Monday, January 09, 2006

Hold 'em off at the Pass, Buck...

I was reminded twice last week, on the same day, why Indonesia baffles and bemuses me, and, in a way, why I love this country so much. I was in Yogyakarta, a wonderful city that sits on the cusp of the west and east. It’s a city with all the embellishments of western globalisation, for better or worse. It has the fast food joints that serve food that tastes the same, more or less anywhere, and the streets are full of Toyotas and Fords. But the primary mode of public transport, apart from the ubiquitous Bemo, is either the horse drawn dohkar or the local equivalent of the cycle drawn tri-shaw. These do not exist to bleed tourists, although there is that too, these are used daily by the million or so locals and are everywhere. And the Nikes and Reeboks might be made in the same factory as the stuff you buy in LA or Auckland, but they definitely don’t appear on the manufacturing schedules of those companies. And they sell for about ten percent of their legitimate western twins. Jogja (as it’s know) spreads out for kilometres in every direction and is home to intensive craft industry, manufacturing and wholesale, and a thriving arts and design scene. It’s a wonderful town, it really is...welcoming, warm, and, like most of this country, always smiling.

We stayed, as we usually do in Jogja, at the Hyatt, a five star hotel set in beautiful and vast grounds, with the biggest pool I’ve seen anywhere: it wraps around a fake temple (which is also a hydroslide) on four levels. All for $60 a night for the both of us, including one of the best breakfasts you’ve ever seen.

So I turn on the telly in the morning, before brekky, for the Bahasa Ingris news on the local news channel, Metro, and today, to my dismay as I’m flying out in 24 hours, it carries a strong warning about impending wild tropical storms and potential Tsunamis (which tend to catch your attention somewhat these days here in the Indonesian archipelago) closing in on Bali. It warns that Denpasar airport is likely to be closed the next day as a result of these maelstroms. Not really what I needed to hear. Travelling by air in Indonesia is bloody nerve-wracking at best. Landing at Jogja Airport (now classed as an international we are told, although without it seems, the benefit of any noticeable security, customs, or, to the best of my knowledge, any international flights for that matter) you enjoy what the locals tell me is called the “Jogja bounce”, whereupon the plane bangs down and then bounces randomly and violently into the air again and then repeats this until you finally settle. Something, I believe, to do with the scattered potholes in the runway and the fact that the funds allocated to fix the bounce seem to have disappeared into private pockets. Garuda actually is ok to fly with. They, because this is Indonesia, smile a lot and give you a lunch box which I’ve never been game to open, let alone try. But the loos are clean and the seats often stay upright…unlike the budget competitors, including one whose slogan is “Fly Is Cheap”…I bet it is.

WRITTEN EXERCISE 1: In the travel blog post, reproduce everything from "We stayed, as" down to "you’ve ever seen.", replacing "pool" with "swimming pool".

SUPPLIED MATERIAL:
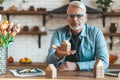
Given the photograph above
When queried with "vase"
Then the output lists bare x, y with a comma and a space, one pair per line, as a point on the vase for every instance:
3, 60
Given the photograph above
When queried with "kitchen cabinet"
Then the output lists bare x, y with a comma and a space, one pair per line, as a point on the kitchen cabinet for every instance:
111, 35
42, 13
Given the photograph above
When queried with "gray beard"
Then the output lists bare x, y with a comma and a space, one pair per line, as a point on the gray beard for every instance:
76, 27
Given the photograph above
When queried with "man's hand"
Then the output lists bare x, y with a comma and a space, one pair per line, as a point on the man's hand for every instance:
68, 66
63, 53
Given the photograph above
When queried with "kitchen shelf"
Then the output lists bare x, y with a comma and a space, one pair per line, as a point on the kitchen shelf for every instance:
34, 33
42, 13
109, 14
111, 35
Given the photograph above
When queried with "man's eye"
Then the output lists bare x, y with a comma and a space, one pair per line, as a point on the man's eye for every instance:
79, 16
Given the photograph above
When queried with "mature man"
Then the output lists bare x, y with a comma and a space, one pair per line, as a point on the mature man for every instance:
88, 43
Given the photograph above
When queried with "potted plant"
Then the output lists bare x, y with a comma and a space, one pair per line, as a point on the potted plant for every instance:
104, 4
1, 2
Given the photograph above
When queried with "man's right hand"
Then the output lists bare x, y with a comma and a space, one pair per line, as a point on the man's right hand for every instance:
61, 53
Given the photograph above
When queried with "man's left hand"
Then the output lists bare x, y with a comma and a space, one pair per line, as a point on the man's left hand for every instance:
68, 66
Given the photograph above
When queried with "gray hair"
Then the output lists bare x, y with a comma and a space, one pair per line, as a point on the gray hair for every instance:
78, 4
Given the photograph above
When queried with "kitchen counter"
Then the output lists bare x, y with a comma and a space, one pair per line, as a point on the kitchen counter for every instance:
70, 75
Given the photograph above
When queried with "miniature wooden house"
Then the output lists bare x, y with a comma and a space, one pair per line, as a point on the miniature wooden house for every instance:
66, 46
99, 69
51, 71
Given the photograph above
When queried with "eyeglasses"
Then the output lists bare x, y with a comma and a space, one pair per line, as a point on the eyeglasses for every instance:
71, 16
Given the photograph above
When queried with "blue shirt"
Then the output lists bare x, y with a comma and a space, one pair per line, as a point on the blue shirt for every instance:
92, 46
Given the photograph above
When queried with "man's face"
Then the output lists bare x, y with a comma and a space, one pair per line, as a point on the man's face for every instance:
76, 18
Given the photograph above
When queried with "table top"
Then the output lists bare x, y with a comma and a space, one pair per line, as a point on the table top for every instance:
61, 75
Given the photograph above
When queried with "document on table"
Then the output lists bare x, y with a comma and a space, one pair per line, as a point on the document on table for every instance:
25, 72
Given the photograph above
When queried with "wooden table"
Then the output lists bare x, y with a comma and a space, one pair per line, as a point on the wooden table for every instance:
71, 75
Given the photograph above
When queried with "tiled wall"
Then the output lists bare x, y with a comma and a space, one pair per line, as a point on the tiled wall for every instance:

WRITTEN EXERCISE 2: Gather every row that contains the word "document", matching its case exactly.

FULL RESPONSE 1:
We stayed, as we usually do in Jogja, at the Hyatt, a five star hotel set in beautiful and vast grounds, with the biggest swimming pool I’ve seen anywhere: it wraps around a fake temple (which is also a hydroslide) on four levels. All for $60 a night for the both of us, including one of the best breakfasts you’ve ever seen.

FULL RESPONSE 2:
When queried with "document on table"
Then the output lists bare x, y with a comma and a space, one pair per line, as a point on the document on table for every instance:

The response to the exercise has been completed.